▶ _Information_
↓↓↓

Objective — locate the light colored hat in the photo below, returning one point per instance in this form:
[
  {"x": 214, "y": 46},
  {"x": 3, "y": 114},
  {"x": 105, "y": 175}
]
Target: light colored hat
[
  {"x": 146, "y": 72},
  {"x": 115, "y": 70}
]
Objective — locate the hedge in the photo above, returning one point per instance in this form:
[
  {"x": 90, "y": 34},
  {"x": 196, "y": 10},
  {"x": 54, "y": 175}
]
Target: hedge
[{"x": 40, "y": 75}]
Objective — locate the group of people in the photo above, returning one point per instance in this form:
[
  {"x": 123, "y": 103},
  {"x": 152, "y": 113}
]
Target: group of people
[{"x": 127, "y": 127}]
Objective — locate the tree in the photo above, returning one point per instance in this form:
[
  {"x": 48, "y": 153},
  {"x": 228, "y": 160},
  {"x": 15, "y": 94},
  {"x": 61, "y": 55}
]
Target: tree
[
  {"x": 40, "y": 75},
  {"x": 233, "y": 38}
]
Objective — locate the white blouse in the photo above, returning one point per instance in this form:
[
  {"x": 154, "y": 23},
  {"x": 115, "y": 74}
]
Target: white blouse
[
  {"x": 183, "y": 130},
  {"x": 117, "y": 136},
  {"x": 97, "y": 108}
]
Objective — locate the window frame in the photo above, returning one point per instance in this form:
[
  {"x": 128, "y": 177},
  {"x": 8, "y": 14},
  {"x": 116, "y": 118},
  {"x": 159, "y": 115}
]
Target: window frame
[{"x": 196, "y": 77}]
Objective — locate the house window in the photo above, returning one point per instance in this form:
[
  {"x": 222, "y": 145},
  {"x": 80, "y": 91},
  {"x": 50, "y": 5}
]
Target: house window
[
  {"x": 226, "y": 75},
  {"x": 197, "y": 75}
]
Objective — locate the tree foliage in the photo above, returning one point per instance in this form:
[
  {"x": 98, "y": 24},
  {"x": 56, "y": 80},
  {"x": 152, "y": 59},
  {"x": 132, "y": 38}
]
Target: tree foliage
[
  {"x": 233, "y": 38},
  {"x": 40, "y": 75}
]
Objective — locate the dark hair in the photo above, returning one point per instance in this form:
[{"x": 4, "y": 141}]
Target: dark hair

↑↑↑

Every entry above should be given again exactly as shown.

▶ _Response area_
Objective — locate the light colored hat in the photo below, returning one point per instance in this form:
[
  {"x": 214, "y": 46},
  {"x": 3, "y": 114},
  {"x": 105, "y": 175}
]
Target: light colored hat
[
  {"x": 146, "y": 72},
  {"x": 115, "y": 70}
]
Objective — locate the hedge in the photo above, returning one point per instance in this form:
[
  {"x": 90, "y": 34},
  {"x": 196, "y": 10},
  {"x": 54, "y": 175}
]
Target: hedge
[{"x": 40, "y": 75}]
Objective — locate the group of people in the photo above, returning one point per instance in this form:
[
  {"x": 123, "y": 103},
  {"x": 152, "y": 113}
]
Target: group of people
[{"x": 127, "y": 127}]
Objective — locate the tree in the photo above, returning one point per instance in this form:
[
  {"x": 48, "y": 153},
  {"x": 228, "y": 160},
  {"x": 15, "y": 94},
  {"x": 61, "y": 55}
]
Target: tree
[
  {"x": 40, "y": 75},
  {"x": 233, "y": 38}
]
Objective — locate the white blouse in the photo above, returning one point per instance in this form:
[
  {"x": 154, "y": 23},
  {"x": 115, "y": 74}
]
Target: white blouse
[
  {"x": 183, "y": 130},
  {"x": 117, "y": 136},
  {"x": 97, "y": 108}
]
Objective — locate the window frame in the photo above, returning one point per instance in this form:
[
  {"x": 128, "y": 177},
  {"x": 8, "y": 14},
  {"x": 116, "y": 118},
  {"x": 159, "y": 115}
]
Target: window frame
[{"x": 196, "y": 77}]
Objective — locate the house window in the photo above, returning one point per instance in this form:
[
  {"x": 222, "y": 145},
  {"x": 80, "y": 91},
  {"x": 50, "y": 5}
]
Target: house window
[
  {"x": 226, "y": 75},
  {"x": 197, "y": 75}
]
Objective — locate the tree foliage in the photo above, returning one point per instance in this form:
[
  {"x": 98, "y": 24},
  {"x": 56, "y": 80},
  {"x": 152, "y": 59},
  {"x": 132, "y": 38}
]
Target: tree foliage
[
  {"x": 233, "y": 38},
  {"x": 40, "y": 75}
]
Objective — locate the dark hair in the photo above, returning one point per instance in this form:
[{"x": 4, "y": 141}]
Target: dark hair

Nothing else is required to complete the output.